- [Written problem]:
Update the records from the start through the line that contains "point(15, 153)" by changing "small leaf" to "tiny leaf" and leaving everything else as it is.

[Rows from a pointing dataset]
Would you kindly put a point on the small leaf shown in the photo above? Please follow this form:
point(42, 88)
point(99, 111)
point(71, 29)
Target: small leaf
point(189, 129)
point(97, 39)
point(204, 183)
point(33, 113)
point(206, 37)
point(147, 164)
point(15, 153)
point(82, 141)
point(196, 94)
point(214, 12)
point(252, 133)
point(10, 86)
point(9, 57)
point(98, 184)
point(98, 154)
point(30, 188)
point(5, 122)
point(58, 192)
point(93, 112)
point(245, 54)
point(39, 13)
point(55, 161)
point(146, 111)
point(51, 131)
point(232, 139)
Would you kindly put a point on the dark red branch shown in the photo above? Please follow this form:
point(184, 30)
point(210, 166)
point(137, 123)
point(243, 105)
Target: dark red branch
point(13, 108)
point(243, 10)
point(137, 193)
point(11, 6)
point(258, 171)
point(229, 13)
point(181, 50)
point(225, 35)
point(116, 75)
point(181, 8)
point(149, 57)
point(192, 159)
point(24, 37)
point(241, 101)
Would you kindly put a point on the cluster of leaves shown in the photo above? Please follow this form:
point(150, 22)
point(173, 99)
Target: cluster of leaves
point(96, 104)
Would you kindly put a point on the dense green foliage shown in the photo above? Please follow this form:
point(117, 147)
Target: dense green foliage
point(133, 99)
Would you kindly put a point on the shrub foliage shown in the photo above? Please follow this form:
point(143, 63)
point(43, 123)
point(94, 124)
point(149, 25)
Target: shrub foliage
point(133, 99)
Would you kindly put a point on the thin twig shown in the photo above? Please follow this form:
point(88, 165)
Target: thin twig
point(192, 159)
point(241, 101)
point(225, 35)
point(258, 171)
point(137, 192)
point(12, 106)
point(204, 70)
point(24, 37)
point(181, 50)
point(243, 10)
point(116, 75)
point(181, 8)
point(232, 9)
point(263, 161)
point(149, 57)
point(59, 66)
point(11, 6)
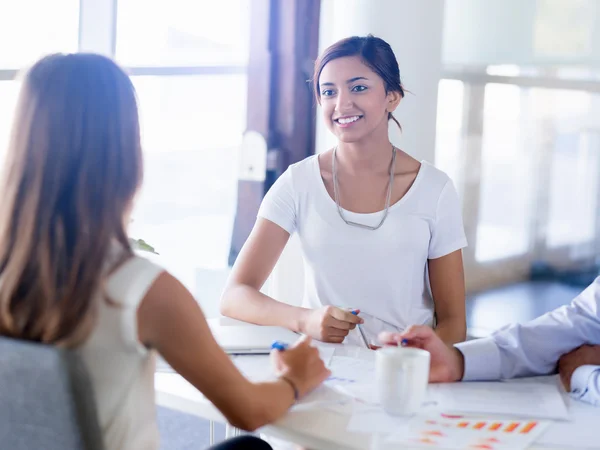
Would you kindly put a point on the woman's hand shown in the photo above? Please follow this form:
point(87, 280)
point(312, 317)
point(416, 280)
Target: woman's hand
point(302, 365)
point(330, 324)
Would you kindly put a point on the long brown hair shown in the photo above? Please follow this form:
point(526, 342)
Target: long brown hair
point(73, 166)
point(374, 52)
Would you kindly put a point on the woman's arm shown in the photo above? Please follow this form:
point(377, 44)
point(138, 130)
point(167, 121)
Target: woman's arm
point(170, 320)
point(446, 276)
point(242, 298)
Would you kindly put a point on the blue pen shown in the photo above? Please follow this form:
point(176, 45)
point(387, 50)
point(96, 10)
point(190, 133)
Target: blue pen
point(278, 345)
point(362, 333)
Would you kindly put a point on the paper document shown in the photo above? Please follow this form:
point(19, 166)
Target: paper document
point(580, 432)
point(542, 401)
point(369, 419)
point(347, 370)
point(459, 432)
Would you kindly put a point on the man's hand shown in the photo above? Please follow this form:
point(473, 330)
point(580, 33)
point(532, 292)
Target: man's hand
point(581, 356)
point(447, 362)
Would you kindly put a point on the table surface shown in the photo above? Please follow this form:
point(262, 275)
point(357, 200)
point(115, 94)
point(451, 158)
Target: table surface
point(322, 429)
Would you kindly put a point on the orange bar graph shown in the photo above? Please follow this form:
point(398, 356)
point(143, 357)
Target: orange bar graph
point(527, 428)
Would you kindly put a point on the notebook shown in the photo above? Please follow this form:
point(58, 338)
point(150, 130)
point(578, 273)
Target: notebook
point(251, 339)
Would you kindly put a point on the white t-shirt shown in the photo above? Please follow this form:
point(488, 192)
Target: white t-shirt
point(121, 368)
point(382, 272)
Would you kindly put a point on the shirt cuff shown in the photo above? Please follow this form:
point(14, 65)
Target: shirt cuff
point(580, 380)
point(482, 359)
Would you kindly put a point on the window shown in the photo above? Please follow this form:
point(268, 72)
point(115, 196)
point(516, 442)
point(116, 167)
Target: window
point(188, 64)
point(175, 33)
point(26, 36)
point(505, 205)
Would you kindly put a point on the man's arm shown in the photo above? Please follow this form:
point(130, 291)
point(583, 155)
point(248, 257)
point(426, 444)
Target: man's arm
point(534, 348)
point(585, 384)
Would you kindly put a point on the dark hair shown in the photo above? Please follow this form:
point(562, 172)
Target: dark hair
point(73, 167)
point(374, 52)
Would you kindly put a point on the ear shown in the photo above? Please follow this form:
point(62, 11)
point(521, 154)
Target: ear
point(393, 99)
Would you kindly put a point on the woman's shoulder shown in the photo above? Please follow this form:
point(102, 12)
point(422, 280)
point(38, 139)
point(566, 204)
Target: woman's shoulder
point(299, 176)
point(129, 280)
point(427, 175)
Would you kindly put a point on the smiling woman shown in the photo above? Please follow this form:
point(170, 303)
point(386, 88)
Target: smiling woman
point(381, 233)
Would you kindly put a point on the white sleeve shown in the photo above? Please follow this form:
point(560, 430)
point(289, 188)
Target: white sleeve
point(448, 234)
point(585, 384)
point(279, 205)
point(535, 347)
point(128, 286)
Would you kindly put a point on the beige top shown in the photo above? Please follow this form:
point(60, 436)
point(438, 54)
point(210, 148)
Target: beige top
point(121, 368)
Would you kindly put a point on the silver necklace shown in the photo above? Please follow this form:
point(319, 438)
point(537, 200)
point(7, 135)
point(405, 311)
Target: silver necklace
point(387, 200)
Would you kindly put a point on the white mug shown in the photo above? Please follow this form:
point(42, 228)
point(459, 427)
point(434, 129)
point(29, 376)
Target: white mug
point(402, 376)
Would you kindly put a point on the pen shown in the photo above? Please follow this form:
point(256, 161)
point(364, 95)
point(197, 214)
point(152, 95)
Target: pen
point(278, 345)
point(362, 333)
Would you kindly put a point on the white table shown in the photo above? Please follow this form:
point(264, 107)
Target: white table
point(322, 429)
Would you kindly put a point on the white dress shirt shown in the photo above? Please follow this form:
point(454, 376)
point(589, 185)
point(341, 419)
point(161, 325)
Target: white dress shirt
point(535, 347)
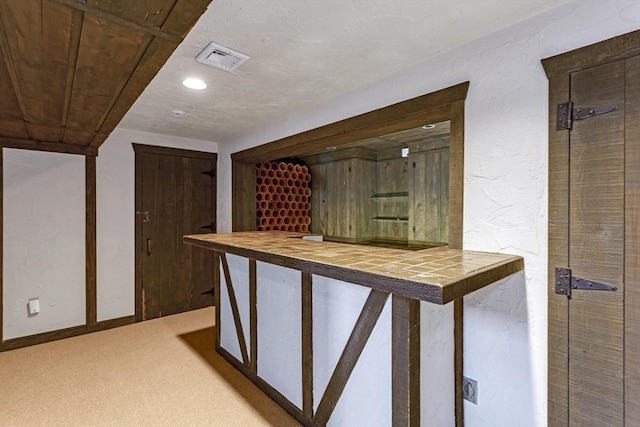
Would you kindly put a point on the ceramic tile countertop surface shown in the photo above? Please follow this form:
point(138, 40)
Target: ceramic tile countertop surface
point(437, 275)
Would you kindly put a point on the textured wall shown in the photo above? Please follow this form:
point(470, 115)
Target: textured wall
point(44, 235)
point(505, 179)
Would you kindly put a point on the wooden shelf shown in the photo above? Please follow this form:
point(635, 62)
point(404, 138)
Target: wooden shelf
point(403, 194)
point(391, 218)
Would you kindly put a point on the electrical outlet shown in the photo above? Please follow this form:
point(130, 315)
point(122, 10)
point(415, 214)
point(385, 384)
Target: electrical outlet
point(470, 390)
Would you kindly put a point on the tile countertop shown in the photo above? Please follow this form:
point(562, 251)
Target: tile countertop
point(437, 275)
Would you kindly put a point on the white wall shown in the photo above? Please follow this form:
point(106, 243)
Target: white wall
point(115, 217)
point(505, 201)
point(43, 241)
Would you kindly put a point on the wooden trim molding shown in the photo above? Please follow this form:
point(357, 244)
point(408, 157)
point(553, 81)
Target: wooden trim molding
point(90, 241)
point(393, 118)
point(44, 337)
point(445, 104)
point(458, 359)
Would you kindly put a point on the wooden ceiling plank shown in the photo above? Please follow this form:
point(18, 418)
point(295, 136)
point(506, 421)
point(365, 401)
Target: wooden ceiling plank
point(101, 14)
point(10, 108)
point(10, 68)
point(184, 15)
point(77, 137)
point(74, 41)
point(39, 49)
point(107, 57)
point(55, 147)
point(44, 132)
point(155, 56)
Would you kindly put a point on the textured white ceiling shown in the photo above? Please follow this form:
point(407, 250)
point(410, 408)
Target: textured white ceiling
point(305, 52)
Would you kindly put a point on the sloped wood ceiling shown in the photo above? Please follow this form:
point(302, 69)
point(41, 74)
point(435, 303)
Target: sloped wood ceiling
point(71, 69)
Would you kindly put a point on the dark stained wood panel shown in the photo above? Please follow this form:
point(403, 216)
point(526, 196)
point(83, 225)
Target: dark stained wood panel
point(596, 248)
point(9, 107)
point(632, 244)
point(70, 70)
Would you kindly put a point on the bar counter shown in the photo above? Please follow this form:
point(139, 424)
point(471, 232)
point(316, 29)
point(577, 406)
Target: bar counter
point(437, 275)
point(334, 329)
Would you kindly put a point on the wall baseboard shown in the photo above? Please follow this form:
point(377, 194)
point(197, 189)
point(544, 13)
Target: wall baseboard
point(74, 331)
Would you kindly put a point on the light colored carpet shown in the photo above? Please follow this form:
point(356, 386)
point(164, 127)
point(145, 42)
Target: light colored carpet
point(162, 372)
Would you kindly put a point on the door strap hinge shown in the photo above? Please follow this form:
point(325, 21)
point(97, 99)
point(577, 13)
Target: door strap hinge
point(565, 282)
point(566, 114)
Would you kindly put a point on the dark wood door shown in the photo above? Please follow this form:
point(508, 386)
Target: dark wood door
point(595, 231)
point(175, 196)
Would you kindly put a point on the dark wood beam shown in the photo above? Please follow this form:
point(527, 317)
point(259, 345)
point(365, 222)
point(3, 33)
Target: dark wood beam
point(154, 31)
point(253, 317)
point(54, 147)
point(216, 295)
point(352, 351)
point(90, 242)
point(405, 364)
point(234, 309)
point(1, 242)
point(307, 344)
point(403, 115)
point(59, 334)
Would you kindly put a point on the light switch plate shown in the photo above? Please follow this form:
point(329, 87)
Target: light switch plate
point(33, 306)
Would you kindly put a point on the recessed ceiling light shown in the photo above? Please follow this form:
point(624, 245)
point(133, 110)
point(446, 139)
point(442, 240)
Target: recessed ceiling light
point(194, 84)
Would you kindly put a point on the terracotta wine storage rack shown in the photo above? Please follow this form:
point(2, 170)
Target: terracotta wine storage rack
point(282, 197)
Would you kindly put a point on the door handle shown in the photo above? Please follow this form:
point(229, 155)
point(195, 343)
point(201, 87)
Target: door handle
point(208, 227)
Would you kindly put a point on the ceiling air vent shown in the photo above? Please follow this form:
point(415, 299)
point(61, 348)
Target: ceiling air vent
point(217, 56)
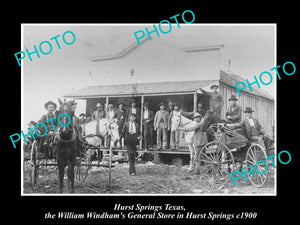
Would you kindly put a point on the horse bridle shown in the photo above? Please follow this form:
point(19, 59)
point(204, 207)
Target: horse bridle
point(109, 131)
point(68, 128)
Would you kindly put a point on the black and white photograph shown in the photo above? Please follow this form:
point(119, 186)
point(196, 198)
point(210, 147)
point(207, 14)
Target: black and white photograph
point(148, 109)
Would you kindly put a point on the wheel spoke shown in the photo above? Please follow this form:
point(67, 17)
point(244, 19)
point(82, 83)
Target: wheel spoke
point(251, 157)
point(206, 156)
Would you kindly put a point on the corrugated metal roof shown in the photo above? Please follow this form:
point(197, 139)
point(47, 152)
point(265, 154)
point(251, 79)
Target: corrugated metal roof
point(232, 79)
point(161, 88)
point(140, 89)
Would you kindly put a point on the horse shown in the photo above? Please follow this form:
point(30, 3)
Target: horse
point(67, 144)
point(95, 131)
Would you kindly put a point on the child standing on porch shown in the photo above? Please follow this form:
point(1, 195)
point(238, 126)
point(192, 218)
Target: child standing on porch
point(200, 138)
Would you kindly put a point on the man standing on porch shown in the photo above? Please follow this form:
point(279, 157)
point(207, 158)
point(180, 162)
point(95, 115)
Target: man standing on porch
point(175, 134)
point(161, 127)
point(121, 115)
point(131, 134)
point(216, 100)
point(148, 118)
point(135, 110)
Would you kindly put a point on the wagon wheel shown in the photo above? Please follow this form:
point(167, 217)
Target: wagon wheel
point(254, 154)
point(34, 167)
point(216, 163)
point(82, 167)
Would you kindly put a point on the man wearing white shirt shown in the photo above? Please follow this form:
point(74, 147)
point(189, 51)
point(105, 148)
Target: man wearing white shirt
point(148, 118)
point(254, 130)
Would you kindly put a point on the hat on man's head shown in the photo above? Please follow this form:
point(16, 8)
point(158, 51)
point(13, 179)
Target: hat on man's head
point(248, 110)
point(161, 104)
point(98, 105)
point(176, 104)
point(132, 114)
point(32, 123)
point(50, 103)
point(233, 98)
point(171, 103)
point(197, 115)
point(214, 85)
point(132, 100)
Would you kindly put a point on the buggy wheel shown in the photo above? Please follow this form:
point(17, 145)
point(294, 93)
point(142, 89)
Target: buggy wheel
point(216, 163)
point(82, 167)
point(34, 167)
point(254, 154)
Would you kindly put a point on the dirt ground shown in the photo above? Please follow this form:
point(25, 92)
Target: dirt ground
point(150, 179)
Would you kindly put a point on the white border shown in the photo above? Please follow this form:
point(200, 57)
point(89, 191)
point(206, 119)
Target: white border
point(139, 24)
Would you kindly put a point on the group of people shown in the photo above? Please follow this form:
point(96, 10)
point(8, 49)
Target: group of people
point(129, 121)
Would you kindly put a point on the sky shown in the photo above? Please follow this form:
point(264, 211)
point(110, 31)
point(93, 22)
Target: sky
point(250, 49)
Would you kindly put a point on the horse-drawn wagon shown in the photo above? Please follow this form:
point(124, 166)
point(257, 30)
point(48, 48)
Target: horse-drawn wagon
point(218, 158)
point(61, 153)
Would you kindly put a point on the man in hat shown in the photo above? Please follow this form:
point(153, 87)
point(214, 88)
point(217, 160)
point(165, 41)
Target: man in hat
point(234, 113)
point(216, 101)
point(82, 118)
point(148, 117)
point(254, 131)
point(174, 139)
point(161, 127)
point(121, 116)
point(169, 109)
point(47, 139)
point(110, 113)
point(200, 138)
point(131, 134)
point(134, 109)
point(200, 109)
point(99, 113)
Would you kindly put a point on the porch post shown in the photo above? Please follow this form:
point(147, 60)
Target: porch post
point(141, 124)
point(195, 101)
point(106, 103)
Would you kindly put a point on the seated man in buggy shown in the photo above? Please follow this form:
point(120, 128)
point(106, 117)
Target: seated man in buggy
point(46, 140)
point(254, 131)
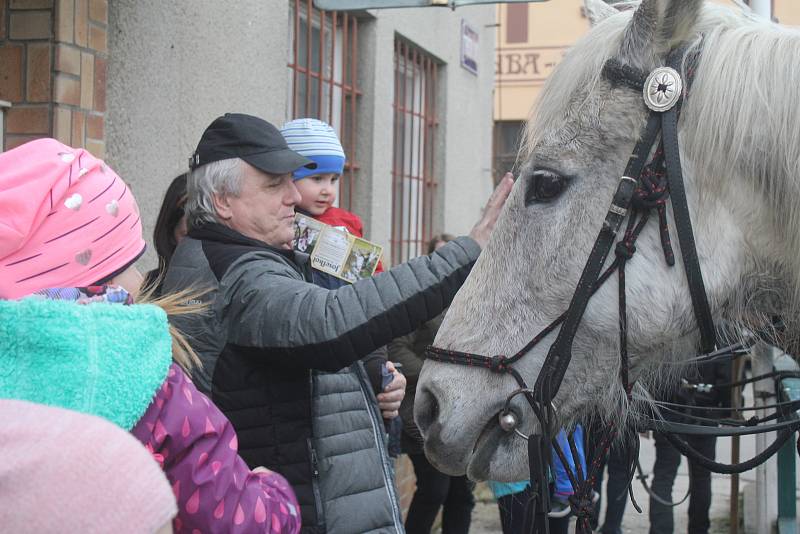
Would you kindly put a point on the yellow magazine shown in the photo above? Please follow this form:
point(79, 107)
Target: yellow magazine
point(335, 251)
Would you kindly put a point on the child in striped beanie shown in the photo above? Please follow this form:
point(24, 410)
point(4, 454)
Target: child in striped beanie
point(318, 187)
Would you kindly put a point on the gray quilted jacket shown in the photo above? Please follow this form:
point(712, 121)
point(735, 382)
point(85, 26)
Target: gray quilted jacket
point(278, 355)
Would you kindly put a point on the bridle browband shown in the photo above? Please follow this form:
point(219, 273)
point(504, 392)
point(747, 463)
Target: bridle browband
point(643, 188)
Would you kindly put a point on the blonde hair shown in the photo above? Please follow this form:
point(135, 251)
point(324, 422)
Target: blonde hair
point(184, 302)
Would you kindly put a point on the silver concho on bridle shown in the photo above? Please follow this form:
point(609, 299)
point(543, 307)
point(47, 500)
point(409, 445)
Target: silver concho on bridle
point(662, 89)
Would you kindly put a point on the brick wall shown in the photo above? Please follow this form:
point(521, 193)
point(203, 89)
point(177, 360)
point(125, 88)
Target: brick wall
point(25, 68)
point(53, 56)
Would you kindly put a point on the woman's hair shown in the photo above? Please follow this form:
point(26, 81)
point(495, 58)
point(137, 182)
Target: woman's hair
point(168, 218)
point(439, 238)
point(185, 302)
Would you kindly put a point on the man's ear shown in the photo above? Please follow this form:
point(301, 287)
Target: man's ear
point(597, 11)
point(222, 206)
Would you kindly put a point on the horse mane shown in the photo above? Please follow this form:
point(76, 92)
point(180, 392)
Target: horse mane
point(745, 125)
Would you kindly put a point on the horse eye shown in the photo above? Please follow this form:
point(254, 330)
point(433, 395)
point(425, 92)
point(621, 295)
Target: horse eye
point(544, 186)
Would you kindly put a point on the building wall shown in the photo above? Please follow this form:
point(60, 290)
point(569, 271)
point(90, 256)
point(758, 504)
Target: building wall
point(522, 68)
point(463, 144)
point(173, 68)
point(52, 71)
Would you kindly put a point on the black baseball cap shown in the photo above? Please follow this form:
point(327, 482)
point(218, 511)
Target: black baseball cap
point(254, 140)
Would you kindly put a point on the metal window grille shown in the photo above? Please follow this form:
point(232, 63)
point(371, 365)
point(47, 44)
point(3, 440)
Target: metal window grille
point(323, 78)
point(507, 139)
point(414, 180)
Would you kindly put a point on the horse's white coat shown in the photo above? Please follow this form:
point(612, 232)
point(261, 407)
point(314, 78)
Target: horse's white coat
point(740, 142)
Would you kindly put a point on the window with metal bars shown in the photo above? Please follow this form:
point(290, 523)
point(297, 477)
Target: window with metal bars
point(414, 180)
point(323, 78)
point(507, 139)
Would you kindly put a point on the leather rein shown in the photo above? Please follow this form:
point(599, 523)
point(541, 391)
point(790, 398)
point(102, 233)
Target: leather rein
point(643, 189)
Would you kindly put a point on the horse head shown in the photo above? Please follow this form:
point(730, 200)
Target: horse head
point(740, 150)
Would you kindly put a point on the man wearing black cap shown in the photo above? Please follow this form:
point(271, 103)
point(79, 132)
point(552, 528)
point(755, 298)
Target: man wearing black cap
point(280, 355)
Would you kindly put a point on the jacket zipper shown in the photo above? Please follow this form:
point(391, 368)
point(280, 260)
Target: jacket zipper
point(312, 454)
point(377, 432)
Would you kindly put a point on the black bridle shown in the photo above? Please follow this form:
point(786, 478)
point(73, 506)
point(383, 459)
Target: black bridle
point(643, 189)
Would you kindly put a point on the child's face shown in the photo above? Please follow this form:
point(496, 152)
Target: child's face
point(318, 192)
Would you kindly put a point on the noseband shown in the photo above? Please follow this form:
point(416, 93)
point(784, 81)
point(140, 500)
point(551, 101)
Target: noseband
point(644, 188)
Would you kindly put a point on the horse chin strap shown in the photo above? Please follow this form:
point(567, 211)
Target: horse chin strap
point(643, 188)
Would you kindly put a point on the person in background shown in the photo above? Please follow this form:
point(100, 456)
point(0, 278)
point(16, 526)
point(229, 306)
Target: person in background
point(513, 497)
point(170, 229)
point(703, 386)
point(318, 188)
point(71, 336)
point(269, 326)
point(616, 464)
point(435, 489)
point(357, 413)
point(51, 481)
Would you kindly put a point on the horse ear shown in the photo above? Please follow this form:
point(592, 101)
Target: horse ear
point(597, 11)
point(657, 26)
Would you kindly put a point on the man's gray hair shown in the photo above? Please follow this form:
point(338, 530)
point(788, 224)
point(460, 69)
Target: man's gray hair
point(223, 177)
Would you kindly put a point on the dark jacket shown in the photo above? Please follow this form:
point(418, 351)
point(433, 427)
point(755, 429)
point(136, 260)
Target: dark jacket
point(269, 326)
point(409, 350)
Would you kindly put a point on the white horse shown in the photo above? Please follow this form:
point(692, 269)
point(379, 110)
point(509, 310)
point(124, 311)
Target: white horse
point(739, 135)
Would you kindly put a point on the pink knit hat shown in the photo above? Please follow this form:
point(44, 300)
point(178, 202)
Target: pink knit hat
point(64, 471)
point(66, 219)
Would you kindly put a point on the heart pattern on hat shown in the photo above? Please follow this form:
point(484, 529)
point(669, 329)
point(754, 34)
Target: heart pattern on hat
point(74, 202)
point(84, 257)
point(113, 208)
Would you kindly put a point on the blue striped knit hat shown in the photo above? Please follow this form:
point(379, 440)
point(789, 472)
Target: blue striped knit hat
point(318, 142)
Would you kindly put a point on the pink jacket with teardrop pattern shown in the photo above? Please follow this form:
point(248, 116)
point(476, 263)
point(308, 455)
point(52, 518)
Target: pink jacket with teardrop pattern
point(197, 448)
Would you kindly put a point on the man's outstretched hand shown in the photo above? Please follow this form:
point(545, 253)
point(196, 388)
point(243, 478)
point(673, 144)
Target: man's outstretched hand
point(483, 229)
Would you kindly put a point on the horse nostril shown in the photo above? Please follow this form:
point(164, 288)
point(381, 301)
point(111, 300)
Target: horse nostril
point(426, 410)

- [Result for this task]:
Would you kindly put a point on the tiny leaf shown in the photo above? Please follow this form:
point(42, 88)
point(99, 111)
point(71, 29)
Target: tiny leaf
point(189, 129)
point(97, 39)
point(204, 183)
point(33, 113)
point(206, 37)
point(147, 164)
point(15, 153)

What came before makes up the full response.